• DOCUMENT:
— begin —

The speaker loses orientation in his confrontation with three tiers of existence--the live scene, its pictorial representation, the verbal ekphrasis. He is fascinated--and fascinates the reader willing to go along with him (36)--by bizarre contaminations of the three. He is tricked into seeing breathing human passion transported beyond the realm of breathing human passion. He reimports the petrified figures into an imaginary life-world to the effect of a perpetual "now." The atemporality of the representation is converted into perpetuity. The speaker does not reflect on the logic of this prestidigitation. He simply falls for it, answering effect with affect. Like the naive playgoer, who encourages and warns the dramatis personae, he takes part in what he half sees, half imagines--exhorting the pipes to play on, giving instruction and consolation to the youthful singer and to the lover. The next stanza parades the speaker in a state of abandon, whipping up happiness, "More happy love! more happy, happy love!" The "more" may even lose the function of the grammatical comparative and turn into a hungry cry for "more." As he attributes "happy love" to the marble figures, he wallows in it himself, getting carried away in the rhythm of "happy, happy" which pulls the poem down to a child's performance on a hobby horse, mocking the "Hoppe, hoppe Reiter" of the German nursery. Closer to home and to the text is, of course, "The Idiot Boy," the galloping rhythm of "happy, happy John," which in turn echoes that of Wilhelm's horse, the "Hurre, hurre, hopp hopp hopp," in G. A. Biirger's "Lenore."

— end —

• INFORMATION SHOWN:
— begin —

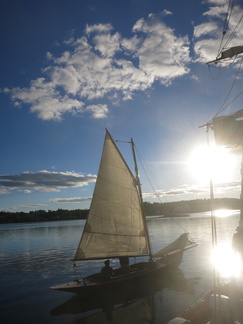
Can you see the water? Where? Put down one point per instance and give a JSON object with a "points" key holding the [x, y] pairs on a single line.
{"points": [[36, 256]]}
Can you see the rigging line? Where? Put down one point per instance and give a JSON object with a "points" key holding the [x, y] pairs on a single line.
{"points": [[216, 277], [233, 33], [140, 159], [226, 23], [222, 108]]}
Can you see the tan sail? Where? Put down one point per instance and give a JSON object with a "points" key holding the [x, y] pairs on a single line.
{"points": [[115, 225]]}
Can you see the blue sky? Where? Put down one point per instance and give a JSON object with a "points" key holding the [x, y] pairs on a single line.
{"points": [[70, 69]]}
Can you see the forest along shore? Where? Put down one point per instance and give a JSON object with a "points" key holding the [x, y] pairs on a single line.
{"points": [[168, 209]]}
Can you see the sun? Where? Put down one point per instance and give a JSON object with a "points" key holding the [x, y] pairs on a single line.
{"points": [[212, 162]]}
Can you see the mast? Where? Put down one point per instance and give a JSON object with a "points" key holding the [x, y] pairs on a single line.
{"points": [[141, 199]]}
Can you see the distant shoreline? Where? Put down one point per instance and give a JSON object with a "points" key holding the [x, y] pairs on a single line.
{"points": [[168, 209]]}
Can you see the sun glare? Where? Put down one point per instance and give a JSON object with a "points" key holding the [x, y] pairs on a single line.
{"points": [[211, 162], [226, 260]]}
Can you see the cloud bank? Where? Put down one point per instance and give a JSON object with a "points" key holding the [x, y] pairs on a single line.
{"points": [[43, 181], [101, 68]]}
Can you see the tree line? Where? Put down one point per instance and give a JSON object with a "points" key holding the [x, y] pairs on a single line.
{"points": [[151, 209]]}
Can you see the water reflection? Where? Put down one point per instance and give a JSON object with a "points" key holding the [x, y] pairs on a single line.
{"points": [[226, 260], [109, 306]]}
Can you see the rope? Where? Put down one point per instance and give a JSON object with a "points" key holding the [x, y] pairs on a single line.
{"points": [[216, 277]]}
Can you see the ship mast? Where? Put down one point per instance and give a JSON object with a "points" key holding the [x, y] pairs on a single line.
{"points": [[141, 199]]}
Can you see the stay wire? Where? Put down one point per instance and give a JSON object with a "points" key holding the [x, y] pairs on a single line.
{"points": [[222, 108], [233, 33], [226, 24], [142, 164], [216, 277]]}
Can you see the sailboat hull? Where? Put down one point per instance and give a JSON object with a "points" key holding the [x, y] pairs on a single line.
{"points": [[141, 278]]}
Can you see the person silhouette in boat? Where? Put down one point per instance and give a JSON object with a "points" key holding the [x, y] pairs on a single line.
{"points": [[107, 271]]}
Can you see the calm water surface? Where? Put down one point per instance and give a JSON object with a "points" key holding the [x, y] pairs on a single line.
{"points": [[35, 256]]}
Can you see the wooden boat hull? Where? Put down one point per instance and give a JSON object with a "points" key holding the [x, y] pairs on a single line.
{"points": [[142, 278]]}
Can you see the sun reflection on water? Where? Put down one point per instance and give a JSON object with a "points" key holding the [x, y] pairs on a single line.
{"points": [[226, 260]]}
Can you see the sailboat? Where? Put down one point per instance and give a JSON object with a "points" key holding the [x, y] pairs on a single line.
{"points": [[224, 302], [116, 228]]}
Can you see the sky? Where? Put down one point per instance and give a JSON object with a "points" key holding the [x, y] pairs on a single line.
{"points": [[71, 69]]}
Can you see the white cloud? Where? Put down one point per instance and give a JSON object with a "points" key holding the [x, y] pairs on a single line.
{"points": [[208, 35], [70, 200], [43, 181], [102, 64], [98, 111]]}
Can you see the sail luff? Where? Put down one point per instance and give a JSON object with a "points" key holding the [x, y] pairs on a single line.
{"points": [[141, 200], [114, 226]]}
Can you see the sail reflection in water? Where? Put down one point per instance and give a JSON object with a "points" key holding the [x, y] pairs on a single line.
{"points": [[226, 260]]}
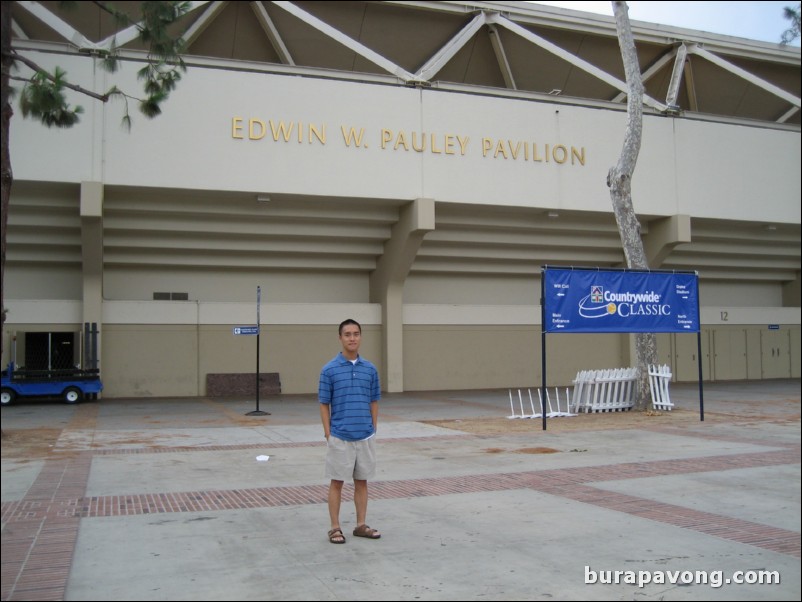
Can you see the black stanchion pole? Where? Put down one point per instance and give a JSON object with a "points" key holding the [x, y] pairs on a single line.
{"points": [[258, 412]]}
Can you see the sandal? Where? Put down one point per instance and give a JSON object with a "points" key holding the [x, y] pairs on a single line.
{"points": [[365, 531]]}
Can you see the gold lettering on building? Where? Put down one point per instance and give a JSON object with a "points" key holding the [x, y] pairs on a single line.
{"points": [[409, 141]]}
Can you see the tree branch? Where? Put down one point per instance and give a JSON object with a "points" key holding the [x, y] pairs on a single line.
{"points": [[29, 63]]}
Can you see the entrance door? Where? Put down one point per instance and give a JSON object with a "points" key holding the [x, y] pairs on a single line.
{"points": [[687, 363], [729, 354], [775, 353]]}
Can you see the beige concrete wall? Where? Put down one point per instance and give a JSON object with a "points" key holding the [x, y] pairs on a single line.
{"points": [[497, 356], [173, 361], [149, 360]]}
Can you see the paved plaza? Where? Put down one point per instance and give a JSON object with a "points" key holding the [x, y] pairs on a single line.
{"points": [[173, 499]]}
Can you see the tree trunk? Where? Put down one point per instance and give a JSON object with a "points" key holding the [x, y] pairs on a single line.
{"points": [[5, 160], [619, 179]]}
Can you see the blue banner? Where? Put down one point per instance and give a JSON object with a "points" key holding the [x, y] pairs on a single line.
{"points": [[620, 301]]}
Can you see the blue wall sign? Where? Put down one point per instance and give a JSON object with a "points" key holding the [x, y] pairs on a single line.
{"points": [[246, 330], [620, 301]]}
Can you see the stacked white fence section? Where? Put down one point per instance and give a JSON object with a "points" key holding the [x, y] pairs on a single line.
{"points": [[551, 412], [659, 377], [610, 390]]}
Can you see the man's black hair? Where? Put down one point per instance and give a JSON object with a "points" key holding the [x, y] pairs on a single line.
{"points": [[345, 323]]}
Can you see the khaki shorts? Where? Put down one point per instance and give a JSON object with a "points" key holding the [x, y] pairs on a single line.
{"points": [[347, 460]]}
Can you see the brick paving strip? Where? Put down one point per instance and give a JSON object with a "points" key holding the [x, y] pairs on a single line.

— end —
— begin —

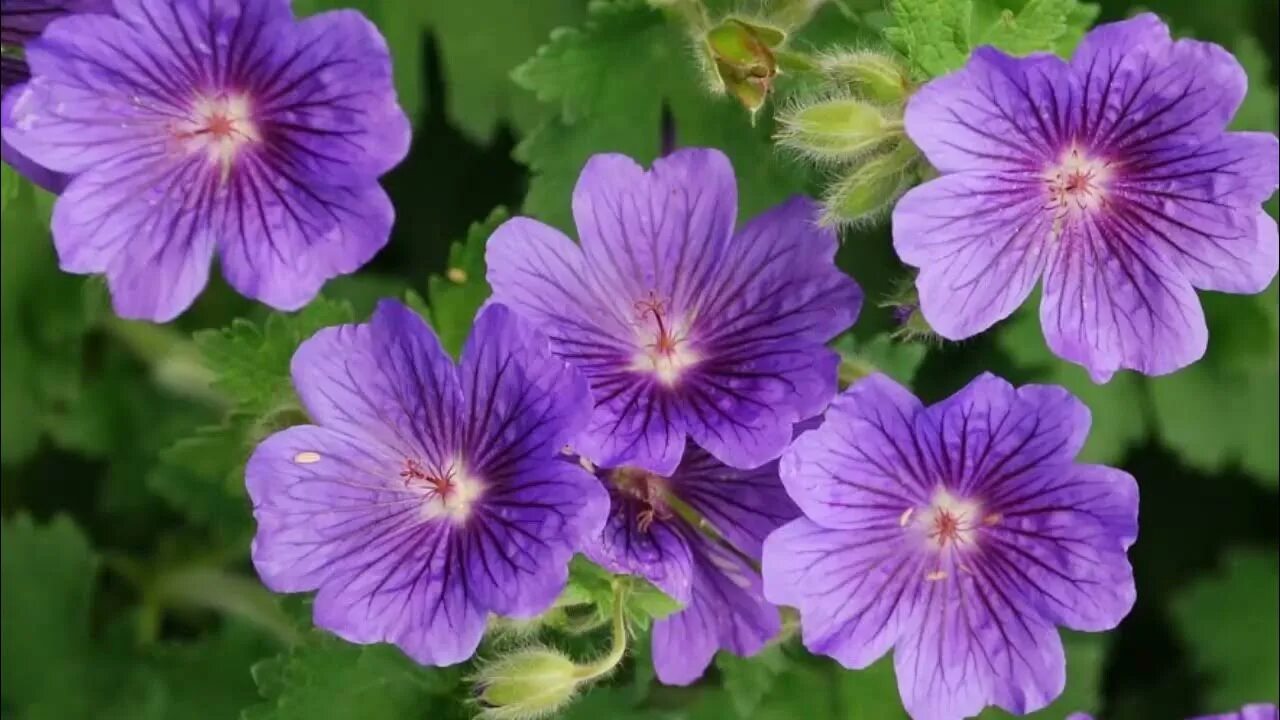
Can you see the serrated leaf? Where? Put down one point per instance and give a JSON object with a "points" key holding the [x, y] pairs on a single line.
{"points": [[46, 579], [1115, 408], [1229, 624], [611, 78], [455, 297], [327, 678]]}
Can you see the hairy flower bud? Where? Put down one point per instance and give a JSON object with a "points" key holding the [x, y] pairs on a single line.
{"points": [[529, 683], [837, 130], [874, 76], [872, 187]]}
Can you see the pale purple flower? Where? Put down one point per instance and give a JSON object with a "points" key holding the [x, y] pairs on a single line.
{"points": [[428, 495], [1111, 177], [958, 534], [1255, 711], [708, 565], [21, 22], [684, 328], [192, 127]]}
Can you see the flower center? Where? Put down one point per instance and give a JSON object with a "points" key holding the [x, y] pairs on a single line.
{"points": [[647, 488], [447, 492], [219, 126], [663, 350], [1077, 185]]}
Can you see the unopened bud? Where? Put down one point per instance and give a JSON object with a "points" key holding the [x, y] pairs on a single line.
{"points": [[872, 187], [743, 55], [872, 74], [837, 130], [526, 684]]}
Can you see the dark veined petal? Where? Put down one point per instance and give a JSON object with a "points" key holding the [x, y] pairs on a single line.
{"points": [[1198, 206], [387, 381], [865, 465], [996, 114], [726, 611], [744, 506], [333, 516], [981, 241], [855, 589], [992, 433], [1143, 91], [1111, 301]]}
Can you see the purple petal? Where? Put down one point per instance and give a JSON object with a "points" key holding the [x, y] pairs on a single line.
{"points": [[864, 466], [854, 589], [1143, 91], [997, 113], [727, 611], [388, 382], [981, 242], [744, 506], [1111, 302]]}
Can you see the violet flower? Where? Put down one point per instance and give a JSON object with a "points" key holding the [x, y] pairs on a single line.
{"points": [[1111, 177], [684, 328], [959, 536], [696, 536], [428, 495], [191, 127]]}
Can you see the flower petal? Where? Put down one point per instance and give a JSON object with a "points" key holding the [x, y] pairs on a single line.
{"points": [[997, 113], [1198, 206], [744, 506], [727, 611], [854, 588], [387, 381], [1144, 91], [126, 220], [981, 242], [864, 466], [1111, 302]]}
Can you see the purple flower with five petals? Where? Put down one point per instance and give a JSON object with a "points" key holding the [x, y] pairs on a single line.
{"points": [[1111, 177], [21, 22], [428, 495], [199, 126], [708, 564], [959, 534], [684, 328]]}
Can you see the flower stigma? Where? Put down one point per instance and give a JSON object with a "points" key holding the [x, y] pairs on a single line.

— end —

• PROBLEM TO WORK ON:
Name the three tiers of existence that the critical passage says the speaker confronts.

• EXERCISE SOLUTION:
The live scene, its pictorial representation, and the verbal ekphrasis.